● **Written exercise**: Reproduce the stretch of the records below from the line containing "the boy's ear" through the end of the records, keeping every character of each line unchanged.

● **Rows**:
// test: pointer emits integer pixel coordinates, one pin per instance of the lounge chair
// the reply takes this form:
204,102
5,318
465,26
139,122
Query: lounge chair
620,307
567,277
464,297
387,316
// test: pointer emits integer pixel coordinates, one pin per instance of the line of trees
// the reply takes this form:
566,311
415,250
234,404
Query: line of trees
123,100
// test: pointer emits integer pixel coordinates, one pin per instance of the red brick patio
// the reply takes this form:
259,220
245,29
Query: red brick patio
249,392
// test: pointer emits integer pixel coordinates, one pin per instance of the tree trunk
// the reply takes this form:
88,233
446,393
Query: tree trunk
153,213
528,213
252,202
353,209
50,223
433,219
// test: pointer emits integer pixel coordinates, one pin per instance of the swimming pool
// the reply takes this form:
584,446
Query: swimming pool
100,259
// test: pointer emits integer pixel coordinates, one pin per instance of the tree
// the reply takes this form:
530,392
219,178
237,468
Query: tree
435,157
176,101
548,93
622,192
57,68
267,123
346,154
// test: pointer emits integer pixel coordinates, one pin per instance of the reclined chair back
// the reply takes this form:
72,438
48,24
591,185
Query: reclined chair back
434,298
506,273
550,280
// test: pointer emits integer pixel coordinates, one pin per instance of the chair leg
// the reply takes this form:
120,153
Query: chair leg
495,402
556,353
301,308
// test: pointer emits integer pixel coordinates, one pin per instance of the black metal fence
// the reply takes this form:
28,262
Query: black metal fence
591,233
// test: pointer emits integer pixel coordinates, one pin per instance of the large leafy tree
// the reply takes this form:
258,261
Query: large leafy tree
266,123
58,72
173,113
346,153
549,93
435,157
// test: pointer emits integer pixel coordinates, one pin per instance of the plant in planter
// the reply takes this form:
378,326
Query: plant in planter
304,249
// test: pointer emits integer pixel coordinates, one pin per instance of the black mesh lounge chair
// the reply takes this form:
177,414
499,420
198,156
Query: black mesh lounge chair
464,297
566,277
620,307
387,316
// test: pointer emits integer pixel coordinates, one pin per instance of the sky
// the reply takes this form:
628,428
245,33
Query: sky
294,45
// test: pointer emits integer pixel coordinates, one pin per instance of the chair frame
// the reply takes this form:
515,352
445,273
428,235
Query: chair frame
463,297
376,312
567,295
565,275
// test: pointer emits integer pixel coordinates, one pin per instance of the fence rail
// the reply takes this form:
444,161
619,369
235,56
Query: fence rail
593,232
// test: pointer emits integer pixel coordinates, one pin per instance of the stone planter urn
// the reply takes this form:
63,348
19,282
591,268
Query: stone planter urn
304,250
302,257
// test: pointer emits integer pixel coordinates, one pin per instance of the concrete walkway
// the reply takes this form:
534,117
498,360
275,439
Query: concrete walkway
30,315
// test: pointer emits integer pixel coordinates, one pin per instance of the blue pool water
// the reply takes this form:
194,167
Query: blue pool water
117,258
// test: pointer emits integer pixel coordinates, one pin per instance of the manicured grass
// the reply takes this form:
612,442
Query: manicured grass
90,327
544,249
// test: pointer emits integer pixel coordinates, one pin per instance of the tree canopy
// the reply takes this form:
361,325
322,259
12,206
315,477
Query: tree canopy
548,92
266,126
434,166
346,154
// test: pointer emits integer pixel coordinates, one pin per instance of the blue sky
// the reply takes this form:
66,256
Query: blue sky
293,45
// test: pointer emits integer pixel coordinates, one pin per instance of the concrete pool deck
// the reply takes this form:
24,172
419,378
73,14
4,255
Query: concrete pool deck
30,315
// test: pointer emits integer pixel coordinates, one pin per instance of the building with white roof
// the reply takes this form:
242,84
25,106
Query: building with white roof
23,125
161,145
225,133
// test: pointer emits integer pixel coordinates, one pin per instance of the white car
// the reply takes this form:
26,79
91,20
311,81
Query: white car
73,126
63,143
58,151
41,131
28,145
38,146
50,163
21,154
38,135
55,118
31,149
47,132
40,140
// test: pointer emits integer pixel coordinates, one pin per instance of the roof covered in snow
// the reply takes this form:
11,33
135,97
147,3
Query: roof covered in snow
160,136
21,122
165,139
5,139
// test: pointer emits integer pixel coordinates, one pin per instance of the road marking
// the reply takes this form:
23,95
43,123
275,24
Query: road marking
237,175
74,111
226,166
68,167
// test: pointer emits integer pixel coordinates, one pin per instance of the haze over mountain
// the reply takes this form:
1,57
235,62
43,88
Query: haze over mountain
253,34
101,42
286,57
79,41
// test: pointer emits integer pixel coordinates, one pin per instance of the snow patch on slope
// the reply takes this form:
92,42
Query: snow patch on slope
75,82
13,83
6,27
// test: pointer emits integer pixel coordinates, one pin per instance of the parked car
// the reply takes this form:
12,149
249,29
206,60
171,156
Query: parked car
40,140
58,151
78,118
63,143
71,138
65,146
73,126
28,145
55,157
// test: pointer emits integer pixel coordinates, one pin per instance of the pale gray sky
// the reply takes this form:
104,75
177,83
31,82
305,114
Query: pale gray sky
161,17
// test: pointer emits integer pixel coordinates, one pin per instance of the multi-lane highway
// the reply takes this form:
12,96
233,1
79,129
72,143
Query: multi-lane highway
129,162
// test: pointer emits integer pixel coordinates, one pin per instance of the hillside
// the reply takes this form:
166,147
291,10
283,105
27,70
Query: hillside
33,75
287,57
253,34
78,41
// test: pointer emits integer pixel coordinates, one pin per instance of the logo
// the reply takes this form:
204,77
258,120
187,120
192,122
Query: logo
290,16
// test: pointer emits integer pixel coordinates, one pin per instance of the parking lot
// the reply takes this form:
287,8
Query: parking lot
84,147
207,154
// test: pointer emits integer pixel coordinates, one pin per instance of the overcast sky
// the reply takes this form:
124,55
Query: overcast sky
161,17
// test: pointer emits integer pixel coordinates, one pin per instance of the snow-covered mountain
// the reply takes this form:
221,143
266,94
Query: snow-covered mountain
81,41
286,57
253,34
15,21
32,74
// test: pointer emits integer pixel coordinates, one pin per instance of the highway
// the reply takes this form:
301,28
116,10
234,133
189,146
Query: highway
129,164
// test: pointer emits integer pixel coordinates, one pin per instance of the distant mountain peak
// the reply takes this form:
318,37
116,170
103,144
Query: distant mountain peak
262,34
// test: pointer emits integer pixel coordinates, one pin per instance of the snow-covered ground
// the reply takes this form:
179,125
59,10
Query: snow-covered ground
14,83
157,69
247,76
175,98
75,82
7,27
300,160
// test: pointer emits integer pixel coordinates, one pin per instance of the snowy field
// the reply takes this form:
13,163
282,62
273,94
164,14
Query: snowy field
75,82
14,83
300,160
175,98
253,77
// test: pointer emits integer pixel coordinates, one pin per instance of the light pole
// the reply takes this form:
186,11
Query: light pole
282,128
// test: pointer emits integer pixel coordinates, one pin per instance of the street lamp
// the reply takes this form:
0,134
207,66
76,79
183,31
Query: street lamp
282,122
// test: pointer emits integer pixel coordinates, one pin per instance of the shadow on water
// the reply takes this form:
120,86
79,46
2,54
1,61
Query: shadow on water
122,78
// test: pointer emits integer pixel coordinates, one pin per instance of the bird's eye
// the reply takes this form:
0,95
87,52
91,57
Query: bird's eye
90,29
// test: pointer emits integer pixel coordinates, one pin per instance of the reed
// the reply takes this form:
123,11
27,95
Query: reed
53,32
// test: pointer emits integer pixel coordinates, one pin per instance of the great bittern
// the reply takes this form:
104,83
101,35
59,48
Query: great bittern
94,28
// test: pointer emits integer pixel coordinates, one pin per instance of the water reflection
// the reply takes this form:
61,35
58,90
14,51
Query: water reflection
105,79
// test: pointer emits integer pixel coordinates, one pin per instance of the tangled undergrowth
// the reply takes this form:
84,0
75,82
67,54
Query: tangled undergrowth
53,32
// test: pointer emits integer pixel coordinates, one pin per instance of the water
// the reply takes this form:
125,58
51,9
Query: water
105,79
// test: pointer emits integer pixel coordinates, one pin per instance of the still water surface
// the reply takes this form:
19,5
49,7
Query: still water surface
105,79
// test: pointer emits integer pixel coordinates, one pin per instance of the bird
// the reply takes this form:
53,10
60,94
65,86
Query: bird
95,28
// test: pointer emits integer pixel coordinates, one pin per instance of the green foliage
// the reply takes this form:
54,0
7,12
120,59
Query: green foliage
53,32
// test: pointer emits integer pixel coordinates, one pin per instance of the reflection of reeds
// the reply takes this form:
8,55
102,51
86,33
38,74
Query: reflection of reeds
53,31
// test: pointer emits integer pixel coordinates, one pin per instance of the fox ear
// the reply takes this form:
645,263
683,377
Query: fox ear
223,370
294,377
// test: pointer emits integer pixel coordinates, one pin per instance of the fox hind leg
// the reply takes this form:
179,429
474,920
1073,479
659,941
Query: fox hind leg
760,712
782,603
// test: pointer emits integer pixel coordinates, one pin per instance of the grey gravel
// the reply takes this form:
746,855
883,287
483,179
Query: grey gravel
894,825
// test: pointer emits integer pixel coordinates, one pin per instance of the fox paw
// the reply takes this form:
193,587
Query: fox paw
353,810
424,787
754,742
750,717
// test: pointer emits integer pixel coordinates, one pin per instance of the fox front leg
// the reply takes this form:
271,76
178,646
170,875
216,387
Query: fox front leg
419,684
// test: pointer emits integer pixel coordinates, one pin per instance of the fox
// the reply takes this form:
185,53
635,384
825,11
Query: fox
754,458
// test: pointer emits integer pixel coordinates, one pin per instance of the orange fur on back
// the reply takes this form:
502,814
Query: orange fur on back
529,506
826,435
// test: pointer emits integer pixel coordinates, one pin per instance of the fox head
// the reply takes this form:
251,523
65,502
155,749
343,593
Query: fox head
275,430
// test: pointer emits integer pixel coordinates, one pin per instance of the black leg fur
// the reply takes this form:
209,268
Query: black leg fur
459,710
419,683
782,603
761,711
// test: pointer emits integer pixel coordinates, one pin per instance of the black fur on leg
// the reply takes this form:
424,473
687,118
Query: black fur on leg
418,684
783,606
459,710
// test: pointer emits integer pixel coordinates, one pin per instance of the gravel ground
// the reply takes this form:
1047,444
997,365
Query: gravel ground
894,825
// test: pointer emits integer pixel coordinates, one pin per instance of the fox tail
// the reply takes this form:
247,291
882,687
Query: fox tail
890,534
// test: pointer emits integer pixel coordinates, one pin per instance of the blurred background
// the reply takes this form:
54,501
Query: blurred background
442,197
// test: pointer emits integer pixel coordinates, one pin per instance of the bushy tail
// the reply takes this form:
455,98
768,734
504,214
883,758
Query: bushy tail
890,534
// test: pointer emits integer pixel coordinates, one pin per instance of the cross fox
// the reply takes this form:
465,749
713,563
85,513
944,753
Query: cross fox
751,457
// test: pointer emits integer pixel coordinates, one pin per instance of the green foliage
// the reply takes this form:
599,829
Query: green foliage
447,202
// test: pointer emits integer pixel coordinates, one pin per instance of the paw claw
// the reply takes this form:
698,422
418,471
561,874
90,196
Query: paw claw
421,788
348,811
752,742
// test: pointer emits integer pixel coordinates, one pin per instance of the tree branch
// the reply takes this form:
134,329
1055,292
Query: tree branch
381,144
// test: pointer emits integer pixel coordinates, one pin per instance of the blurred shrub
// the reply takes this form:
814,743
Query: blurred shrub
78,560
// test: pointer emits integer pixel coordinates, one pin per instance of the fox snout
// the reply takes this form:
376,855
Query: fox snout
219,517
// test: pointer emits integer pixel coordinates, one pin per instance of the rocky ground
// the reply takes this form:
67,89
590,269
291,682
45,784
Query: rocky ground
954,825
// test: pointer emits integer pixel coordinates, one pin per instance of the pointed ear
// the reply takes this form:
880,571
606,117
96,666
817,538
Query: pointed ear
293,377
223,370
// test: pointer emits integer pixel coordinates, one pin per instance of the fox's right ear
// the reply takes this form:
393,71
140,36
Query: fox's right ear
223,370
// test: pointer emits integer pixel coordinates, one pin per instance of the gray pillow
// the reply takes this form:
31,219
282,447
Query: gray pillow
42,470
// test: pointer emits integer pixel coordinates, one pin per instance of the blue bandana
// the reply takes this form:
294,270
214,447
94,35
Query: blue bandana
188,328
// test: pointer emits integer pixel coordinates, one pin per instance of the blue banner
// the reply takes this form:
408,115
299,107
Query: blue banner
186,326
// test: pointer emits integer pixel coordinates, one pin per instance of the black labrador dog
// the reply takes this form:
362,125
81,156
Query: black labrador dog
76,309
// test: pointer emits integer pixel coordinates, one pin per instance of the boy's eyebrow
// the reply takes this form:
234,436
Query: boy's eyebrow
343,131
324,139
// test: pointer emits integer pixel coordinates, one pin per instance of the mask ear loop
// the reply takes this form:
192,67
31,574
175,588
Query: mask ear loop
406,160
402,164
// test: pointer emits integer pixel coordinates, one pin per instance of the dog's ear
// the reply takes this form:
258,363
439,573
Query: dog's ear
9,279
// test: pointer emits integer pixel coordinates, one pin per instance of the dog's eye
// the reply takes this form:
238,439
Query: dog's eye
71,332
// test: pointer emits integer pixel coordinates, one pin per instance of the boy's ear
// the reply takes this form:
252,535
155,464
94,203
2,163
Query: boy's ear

● **Exercise answer**:
// test: pointer emits integer pixel coordinates, one pin per instance of the boy's ear
// the reply takes this form:
252,535
155,464
94,203
2,163
Query: boy's ear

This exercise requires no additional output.